INPUT FOR THIS TASK.

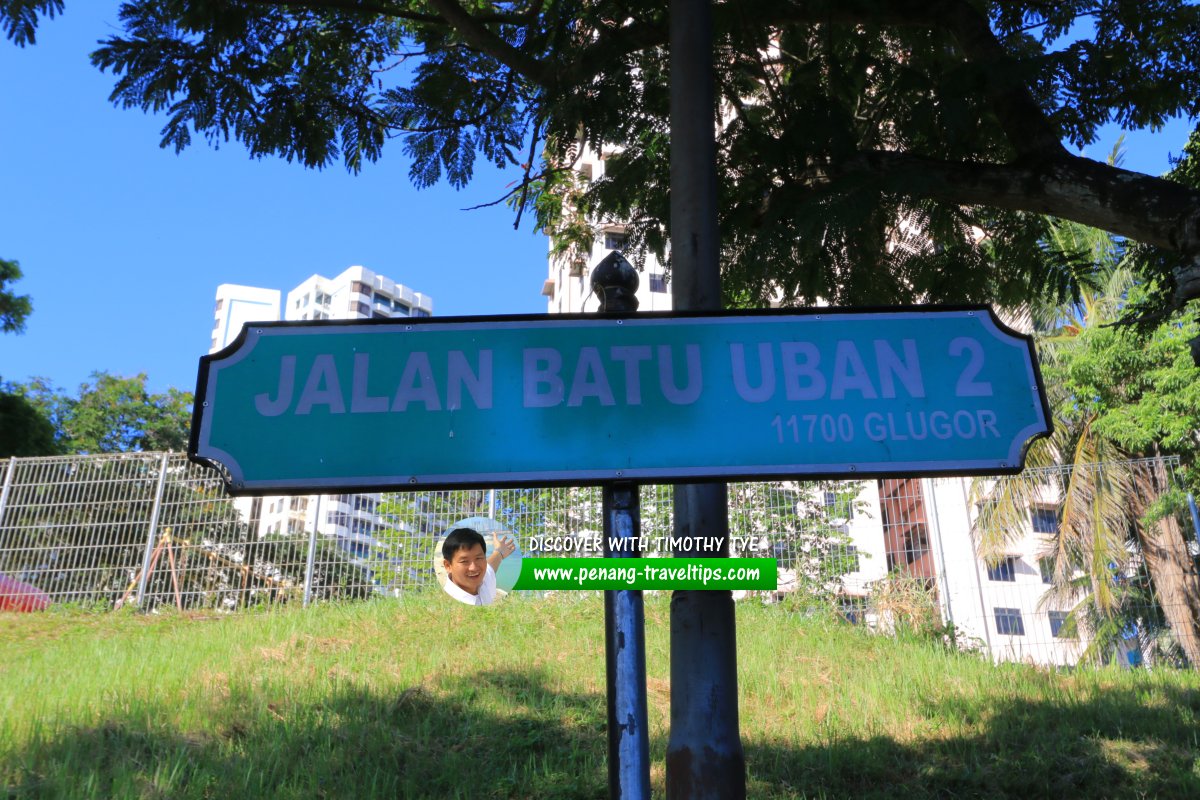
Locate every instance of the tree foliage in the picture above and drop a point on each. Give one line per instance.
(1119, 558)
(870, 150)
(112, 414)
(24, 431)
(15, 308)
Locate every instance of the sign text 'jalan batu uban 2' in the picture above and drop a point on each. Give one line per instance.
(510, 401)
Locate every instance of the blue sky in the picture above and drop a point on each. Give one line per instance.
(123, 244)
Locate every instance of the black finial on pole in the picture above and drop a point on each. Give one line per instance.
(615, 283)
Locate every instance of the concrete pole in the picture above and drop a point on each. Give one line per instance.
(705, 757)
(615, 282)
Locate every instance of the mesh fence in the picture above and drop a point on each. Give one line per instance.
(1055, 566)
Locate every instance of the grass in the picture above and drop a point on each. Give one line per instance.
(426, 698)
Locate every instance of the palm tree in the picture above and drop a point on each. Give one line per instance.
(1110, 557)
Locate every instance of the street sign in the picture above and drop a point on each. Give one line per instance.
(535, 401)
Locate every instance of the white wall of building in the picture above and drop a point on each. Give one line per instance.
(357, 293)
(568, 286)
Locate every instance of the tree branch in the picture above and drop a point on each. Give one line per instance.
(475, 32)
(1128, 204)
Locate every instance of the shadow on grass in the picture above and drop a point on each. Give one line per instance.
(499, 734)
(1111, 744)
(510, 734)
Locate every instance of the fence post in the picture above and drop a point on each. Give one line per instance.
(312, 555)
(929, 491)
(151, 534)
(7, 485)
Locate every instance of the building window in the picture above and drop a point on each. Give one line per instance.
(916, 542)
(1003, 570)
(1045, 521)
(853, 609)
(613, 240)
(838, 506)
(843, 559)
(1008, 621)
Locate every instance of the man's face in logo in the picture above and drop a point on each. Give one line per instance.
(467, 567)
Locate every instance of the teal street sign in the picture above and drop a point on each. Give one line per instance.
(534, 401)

STATED TASK. Reproduce all the entries above, switching "drop a point" to "place a marker" wherever it occurs and leaving everything else unchanged. Leave the pictures out of your answer.

RESULT.
Locate every instance of the tree foliage in the picture above and place a marker on each. Give one line per instance.
(1119, 558)
(870, 150)
(112, 414)
(24, 431)
(15, 308)
Locate every instance of the sign text 'jalan batu uban 2' in the picture above and place a marker on each. Give one line per instance.
(510, 401)
Locate every instance of the blue sky in the picture above and place a marker on each. Give one line per instance.
(123, 244)
Locate every instance of the black finial on pole in the picture above and place a marker on each. Give one line per instance.
(615, 283)
Locate every instance of the concrete pole in the picture above and place a marker on each. Give one line per instance.
(705, 757)
(615, 282)
Locate every instance of the mesh fence in the picture above and place a marker on each. Give one line per instance.
(1055, 566)
Locate every instance of the grass in the picture above and place a marker on each. Give one line per instance.
(426, 698)
Locate every instance of the palm tree in the picture above and place a marker on each. Give one line per instance.
(1110, 557)
Locate every instance of the street sign in the picture above and place a marker on each. Give one line per instance.
(535, 401)
Locate every instance of the white wall of building in the picture above and place a marker on each. Give one line per instance.
(357, 293)
(568, 286)
Locate every instance of the tree branch in the picture above and place a marker on each. Give one line per instance.
(475, 32)
(1128, 204)
Locate every instance of the shadow on grass in the picture above and place a marker on each. Give one line per instance.
(499, 734)
(1111, 744)
(510, 734)
Locate every instance of the fence post in the picture above and place a marker on each. Give one line per instance.
(312, 555)
(929, 491)
(151, 534)
(7, 485)
Locate every instance of the building window in the picture above and place a marker on each. Give one line per instance.
(916, 542)
(1003, 570)
(1045, 521)
(853, 609)
(613, 240)
(838, 506)
(843, 559)
(1008, 621)
Locate every instance of the man's face in logo in the picture above and place a marker on each. Give one line per instance.
(467, 567)
Locate every instance of the teal street sign in the picture above and place a marker on each. Give one line per instance.
(534, 401)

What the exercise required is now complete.